**WHAT YOU WILL DO:**
Carry on the passage about James Bond's staying power from its final sentence, keeping its tone and argument.

**SOURCE PASSAGE:**
☆ ☆ ☆

We expect, in our heroes, the ability to last. They last from generation to generation, fighting the good fight, no matter if that good fight completely changes from now to then. As the times progress, so must our heroes. Their methods grow more modern. Their attitudes fit our own. Their morals reflect what we expect in a good person.
James Bond has been around, in one form or another, since the early 1950’s. The world is an extremely different place since he first stepped onto the stage. The Soviets are no longer around. Communism is not perceived as a threat. And we worry less about nukes and more about religious zealots with some simple explosive and the will to use it.
He has, however, managed to stay relevant for over six decades. His creator has died. The actors who played him at first are beyond the age where they could play him now. Six men have played him (not including the movies made by other studios), numerous authors have written him and who he is as a person has changed in sometimes subtle and sometimes drastic ways.

☆ ☆ ☆

**GIVEN ENTRIES:**
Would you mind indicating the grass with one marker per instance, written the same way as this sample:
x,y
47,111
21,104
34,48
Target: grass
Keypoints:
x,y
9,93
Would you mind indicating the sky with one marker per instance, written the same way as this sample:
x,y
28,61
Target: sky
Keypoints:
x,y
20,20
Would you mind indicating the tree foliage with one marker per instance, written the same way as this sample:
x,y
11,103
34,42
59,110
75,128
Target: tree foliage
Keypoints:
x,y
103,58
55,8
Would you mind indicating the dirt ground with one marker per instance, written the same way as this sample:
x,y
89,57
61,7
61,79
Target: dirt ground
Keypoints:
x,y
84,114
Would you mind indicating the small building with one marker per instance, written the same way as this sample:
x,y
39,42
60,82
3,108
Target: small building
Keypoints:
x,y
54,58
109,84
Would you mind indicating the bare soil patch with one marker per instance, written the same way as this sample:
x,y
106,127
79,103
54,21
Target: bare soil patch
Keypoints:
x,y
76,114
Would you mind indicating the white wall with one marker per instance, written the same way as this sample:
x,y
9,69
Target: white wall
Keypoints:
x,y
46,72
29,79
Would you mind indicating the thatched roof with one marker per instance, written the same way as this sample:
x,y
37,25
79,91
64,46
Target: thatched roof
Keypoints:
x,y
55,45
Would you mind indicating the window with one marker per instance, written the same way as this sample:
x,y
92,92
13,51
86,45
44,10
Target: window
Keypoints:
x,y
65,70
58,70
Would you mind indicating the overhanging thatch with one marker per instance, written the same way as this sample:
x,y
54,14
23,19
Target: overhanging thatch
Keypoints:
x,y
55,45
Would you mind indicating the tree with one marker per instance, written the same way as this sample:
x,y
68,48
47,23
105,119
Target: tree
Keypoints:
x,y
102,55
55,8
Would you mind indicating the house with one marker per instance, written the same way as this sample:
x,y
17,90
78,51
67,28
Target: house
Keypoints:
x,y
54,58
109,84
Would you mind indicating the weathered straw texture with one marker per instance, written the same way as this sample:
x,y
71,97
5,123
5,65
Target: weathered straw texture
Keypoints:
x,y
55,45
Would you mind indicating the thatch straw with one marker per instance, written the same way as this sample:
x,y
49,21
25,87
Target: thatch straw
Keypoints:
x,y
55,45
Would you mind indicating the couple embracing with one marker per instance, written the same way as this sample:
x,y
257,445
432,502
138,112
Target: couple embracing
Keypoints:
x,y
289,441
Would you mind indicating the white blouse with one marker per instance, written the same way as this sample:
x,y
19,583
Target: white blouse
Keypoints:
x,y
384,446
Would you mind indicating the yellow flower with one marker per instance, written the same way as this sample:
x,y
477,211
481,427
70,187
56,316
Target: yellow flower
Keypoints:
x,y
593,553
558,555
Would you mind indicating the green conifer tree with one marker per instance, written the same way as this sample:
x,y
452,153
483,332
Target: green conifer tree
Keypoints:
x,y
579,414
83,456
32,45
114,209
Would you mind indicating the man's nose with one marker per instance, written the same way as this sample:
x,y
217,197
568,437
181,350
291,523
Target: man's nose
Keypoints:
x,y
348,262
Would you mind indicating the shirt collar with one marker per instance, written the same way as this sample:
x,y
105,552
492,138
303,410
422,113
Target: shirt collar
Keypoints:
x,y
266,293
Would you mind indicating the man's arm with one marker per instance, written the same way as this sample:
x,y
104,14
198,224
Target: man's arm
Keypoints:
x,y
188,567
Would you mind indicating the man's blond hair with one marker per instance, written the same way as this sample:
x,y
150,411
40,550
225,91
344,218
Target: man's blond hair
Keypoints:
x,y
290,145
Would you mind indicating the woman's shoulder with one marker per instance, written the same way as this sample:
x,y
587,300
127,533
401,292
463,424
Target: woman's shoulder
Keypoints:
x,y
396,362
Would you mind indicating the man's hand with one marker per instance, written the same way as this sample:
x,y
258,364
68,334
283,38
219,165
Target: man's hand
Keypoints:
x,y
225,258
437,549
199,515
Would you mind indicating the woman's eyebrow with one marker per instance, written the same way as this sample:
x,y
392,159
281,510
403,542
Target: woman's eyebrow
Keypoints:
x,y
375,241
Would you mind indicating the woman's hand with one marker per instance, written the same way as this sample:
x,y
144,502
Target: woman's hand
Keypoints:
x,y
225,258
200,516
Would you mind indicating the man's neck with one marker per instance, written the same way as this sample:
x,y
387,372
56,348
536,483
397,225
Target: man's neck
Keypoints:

☆ ☆ ☆

**RESPONSE TO THIS TASK:**
But, at heart, he remains the same. He is a lover, who will not let any harm come to his woman, but he will also not stay with them very long. He is a killer, but only kills when it is necessary to survive or necessary for the greater good, not for pleasure or sport. He is tough, intelligent and charismatic.
He has money, but not enough too much money. He likes nice things and appreciates good drinks and fine foods. He has a wealth of knowledge at his fingertips and is always interested and invested in learning more. He is curious, brave and determined to see matters through.
If one wanted to see a perfect, masculine ideal, a facet of the ideal, you would do no better than to see the evolution of James Bond. Or, perhaps, you would do no better than to see how James Bond has influenced a perfect masculine ideal.
The movies continually and routinely do well at the box office, even at their low points, it was never enough to kill the series. They keep making the movies and writing the novels, which means he appeals to the popular culture, which means he means something to the popular culture. He is, for a large number of people, an ideal.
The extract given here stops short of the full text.